**Extract provided:**
Start of Block

Why are the women of Toxic fading from the conversation as Yash takes centre stage?
With Yash and Geetu Mohandas's Toxic now set for an August 26 release, promotional material increasingly revolves around Raya and Ticket. Is the absence of women deliberate?
by Sanjay Ponnappa · India TodayIn Short
- Initial character posters had sparked strong curiosity around Toxic's women
- The Tabahi music card renewed interest but revealed little beyond mood
- Recent teasers and posters have centred largely on Yash's characters
As Yash's Toxic gears up for its August 26 release, the film's world is only getting bigger. Every poster, teaser and update has amplified conversations around the gangster drama, with fans dissecting every frame and theory. Yet, amid all the excitement surrounding Toxic, one aspect of the film appears to be slipping into the background - its women.
From the outset, Toxic was marketed as a gangster film with a female gaze. Both Yash and director Geetu Mohandas have spoken about the story's emotional layers and its strong women characters. The film also boasts a formidable female ensemble featuring actors like Kiara Advani, Nayanthara, Huma Qureshi, Rukmini Vasanth and Tara Sutaria.

End of Block

**What you need to do:**
a) In the article on Toxic, who directs the film?
b) Reproduce the passage of the article on Toxic starting at "With Yash and" and ending at "of women deliberate?".
The rows that follow are separate material and are not part of the article on Toxic.

**Material shown:**

Start of Block

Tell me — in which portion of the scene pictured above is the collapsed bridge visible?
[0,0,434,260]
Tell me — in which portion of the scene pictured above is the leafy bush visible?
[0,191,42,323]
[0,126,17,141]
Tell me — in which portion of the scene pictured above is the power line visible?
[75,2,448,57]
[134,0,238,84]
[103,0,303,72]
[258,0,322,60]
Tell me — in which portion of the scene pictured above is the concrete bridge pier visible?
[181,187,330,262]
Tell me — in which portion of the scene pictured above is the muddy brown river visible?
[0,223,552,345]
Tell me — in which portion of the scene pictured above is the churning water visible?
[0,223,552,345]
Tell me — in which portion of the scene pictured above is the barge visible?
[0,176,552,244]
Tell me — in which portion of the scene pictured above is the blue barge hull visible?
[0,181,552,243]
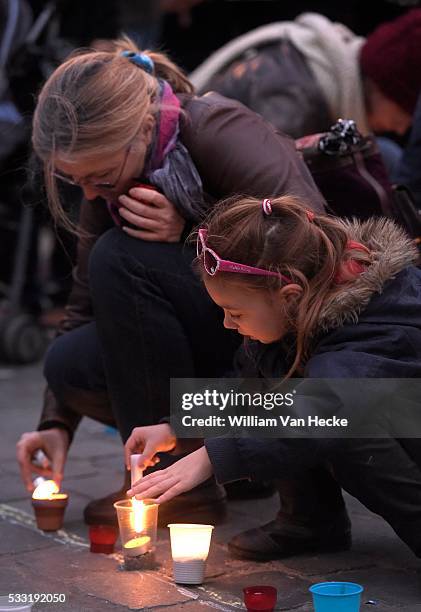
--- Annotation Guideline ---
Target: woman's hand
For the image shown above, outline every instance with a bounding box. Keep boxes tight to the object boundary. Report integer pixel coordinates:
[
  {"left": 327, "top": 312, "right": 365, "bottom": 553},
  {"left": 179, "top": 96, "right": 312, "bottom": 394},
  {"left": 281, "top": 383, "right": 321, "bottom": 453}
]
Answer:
[
  {"left": 127, "top": 446, "right": 213, "bottom": 504},
  {"left": 16, "top": 427, "right": 69, "bottom": 492},
  {"left": 118, "top": 187, "right": 186, "bottom": 242},
  {"left": 124, "top": 423, "right": 177, "bottom": 470}
]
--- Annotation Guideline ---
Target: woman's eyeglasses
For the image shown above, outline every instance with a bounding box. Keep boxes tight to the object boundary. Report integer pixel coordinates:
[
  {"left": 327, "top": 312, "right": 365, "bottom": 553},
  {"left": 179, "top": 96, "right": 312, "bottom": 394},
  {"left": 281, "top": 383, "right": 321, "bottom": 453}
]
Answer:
[
  {"left": 197, "top": 229, "right": 292, "bottom": 284},
  {"left": 53, "top": 146, "right": 131, "bottom": 191}
]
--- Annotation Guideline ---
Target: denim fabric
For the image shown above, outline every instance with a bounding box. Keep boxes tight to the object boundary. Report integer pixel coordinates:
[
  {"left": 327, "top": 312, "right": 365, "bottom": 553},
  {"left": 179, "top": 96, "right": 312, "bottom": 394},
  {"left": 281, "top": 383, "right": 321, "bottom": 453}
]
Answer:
[{"left": 45, "top": 228, "right": 240, "bottom": 441}]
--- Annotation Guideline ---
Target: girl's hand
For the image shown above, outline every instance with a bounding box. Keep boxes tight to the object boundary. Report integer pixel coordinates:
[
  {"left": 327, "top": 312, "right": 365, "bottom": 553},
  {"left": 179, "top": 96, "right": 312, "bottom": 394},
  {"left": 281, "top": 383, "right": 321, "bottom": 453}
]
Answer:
[
  {"left": 124, "top": 423, "right": 177, "bottom": 470},
  {"left": 118, "top": 187, "right": 186, "bottom": 242},
  {"left": 127, "top": 446, "right": 213, "bottom": 504}
]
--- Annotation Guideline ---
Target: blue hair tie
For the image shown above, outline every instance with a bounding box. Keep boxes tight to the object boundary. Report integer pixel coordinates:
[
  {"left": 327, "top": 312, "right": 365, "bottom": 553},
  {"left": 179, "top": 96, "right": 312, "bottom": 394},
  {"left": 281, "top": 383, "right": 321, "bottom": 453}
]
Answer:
[{"left": 121, "top": 51, "right": 155, "bottom": 74}]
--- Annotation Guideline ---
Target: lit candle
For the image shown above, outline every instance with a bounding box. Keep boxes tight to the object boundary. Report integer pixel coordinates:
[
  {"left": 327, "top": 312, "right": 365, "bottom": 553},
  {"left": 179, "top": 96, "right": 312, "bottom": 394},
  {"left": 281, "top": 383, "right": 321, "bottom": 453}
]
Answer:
[
  {"left": 114, "top": 498, "right": 158, "bottom": 570},
  {"left": 32, "top": 477, "right": 62, "bottom": 500},
  {"left": 123, "top": 497, "right": 151, "bottom": 557},
  {"left": 130, "top": 455, "right": 143, "bottom": 487},
  {"left": 32, "top": 478, "right": 68, "bottom": 531},
  {"left": 124, "top": 536, "right": 151, "bottom": 557}
]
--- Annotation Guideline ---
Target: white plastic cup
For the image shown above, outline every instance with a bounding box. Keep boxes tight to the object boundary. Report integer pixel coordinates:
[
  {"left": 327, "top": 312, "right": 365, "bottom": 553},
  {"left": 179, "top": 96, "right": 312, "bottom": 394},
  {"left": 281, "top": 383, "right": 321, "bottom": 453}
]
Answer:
[
  {"left": 130, "top": 455, "right": 143, "bottom": 486},
  {"left": 168, "top": 523, "right": 213, "bottom": 584},
  {"left": 172, "top": 559, "right": 206, "bottom": 584}
]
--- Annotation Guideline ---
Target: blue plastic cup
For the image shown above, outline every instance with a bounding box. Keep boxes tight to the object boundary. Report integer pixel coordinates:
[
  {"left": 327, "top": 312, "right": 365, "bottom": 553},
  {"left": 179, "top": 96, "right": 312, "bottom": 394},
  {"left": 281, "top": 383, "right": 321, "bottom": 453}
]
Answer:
[{"left": 310, "top": 582, "right": 364, "bottom": 612}]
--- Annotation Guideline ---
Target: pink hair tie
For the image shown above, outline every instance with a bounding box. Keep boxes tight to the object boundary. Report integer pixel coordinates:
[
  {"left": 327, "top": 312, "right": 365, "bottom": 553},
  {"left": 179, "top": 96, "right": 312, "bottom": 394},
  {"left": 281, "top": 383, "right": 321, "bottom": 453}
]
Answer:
[{"left": 262, "top": 198, "right": 272, "bottom": 216}]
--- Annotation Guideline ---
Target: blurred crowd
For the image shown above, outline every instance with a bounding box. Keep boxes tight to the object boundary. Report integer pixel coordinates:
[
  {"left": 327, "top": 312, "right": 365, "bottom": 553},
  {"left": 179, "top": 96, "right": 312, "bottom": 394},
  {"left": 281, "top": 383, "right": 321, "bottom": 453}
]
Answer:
[{"left": 0, "top": 0, "right": 421, "bottom": 350}]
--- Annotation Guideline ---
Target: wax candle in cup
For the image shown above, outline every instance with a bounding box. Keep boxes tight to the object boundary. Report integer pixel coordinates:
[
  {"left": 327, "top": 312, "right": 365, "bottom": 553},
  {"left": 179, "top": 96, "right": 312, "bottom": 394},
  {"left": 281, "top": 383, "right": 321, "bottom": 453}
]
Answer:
[{"left": 114, "top": 498, "right": 158, "bottom": 569}]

End of Block

**Task-by-task solutions:**
a) Geetu Mohandas

b)
With Yash and Geetu Mohandas's Toxic now set for an August 26 release, promotional material increasingly revolves around Raya and Ticket. Is the absence of women deliberate?